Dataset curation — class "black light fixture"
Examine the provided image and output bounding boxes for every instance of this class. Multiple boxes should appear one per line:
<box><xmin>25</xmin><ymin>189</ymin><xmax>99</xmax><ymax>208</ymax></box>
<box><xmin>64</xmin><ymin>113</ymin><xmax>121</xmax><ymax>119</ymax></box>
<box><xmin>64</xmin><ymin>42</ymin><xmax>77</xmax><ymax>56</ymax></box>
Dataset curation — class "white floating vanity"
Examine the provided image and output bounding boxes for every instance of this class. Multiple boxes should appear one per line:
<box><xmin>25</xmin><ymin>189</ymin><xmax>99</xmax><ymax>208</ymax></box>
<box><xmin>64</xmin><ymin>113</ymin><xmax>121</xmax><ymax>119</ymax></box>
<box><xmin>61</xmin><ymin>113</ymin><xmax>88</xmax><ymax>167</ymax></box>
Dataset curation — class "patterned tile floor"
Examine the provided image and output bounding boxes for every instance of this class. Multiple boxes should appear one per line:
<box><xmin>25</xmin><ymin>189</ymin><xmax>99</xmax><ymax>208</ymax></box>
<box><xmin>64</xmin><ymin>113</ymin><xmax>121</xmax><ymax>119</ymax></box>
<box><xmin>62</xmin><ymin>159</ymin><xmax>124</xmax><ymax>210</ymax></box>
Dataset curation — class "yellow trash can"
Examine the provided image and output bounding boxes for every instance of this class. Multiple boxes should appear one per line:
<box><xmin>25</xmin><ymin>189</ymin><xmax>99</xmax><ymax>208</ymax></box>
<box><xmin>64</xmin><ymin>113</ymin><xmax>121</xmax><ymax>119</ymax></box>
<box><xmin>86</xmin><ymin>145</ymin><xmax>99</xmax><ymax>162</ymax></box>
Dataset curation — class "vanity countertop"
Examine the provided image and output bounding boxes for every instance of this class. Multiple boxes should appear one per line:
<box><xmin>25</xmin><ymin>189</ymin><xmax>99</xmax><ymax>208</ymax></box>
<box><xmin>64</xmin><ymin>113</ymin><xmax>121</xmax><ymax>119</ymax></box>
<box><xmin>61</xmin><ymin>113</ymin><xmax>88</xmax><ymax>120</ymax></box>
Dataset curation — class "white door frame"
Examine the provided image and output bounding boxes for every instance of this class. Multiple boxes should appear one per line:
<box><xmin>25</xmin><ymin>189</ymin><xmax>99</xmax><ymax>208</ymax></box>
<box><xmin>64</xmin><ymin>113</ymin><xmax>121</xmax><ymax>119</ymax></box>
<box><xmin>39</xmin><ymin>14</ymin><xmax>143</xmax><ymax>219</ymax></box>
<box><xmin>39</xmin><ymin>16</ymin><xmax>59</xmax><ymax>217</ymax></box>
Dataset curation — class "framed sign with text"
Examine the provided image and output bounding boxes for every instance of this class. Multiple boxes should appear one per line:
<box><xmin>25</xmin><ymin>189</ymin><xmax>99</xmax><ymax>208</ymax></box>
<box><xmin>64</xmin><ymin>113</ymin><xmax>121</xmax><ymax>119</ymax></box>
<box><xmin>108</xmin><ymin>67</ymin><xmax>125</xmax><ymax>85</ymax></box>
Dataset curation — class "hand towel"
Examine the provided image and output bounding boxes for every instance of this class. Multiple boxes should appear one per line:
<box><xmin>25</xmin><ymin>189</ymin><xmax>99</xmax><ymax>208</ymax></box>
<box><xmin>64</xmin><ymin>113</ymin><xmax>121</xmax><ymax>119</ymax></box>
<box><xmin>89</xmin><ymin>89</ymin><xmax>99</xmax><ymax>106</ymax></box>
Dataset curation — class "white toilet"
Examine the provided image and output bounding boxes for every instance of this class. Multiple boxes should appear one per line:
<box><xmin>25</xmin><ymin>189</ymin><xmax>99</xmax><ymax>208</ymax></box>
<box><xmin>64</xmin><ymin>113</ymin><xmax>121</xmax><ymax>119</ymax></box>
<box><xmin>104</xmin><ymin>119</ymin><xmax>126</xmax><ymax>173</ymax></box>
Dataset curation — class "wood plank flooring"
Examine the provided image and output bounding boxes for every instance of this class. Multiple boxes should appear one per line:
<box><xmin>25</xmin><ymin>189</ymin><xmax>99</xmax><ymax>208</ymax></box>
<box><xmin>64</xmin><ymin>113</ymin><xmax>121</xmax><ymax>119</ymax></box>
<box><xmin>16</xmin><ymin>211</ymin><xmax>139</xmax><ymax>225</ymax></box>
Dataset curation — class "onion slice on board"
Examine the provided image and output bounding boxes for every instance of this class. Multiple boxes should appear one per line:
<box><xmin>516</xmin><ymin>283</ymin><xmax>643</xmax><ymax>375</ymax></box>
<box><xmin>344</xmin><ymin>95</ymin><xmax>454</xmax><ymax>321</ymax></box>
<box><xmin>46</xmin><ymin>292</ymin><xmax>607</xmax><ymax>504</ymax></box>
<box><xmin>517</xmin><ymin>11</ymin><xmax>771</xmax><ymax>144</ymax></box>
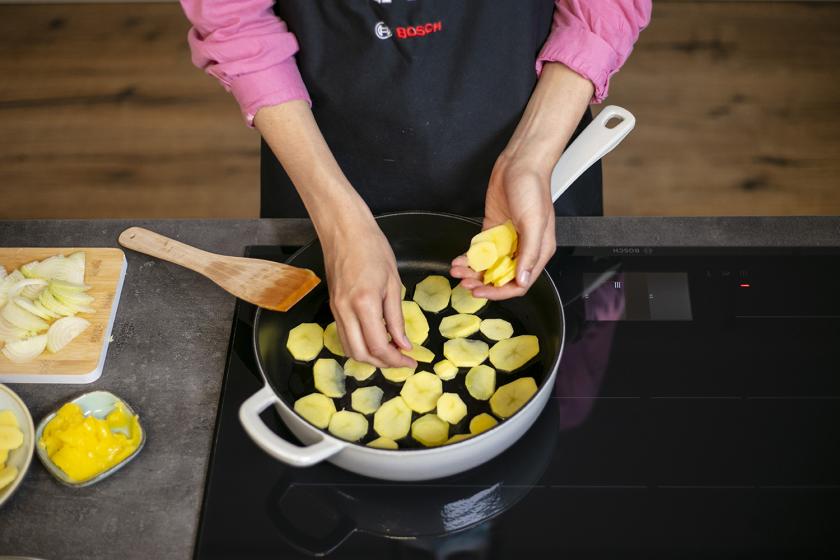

════════════════════

> [EXERCISE PROMPT]
Please copy every line of the records above in which "white" appears.

> [ANSWER SECTION]
Dataset curation — class "white floating vanity"
Dataset curation — class "white door frame"
Dataset curation — class "white toilet"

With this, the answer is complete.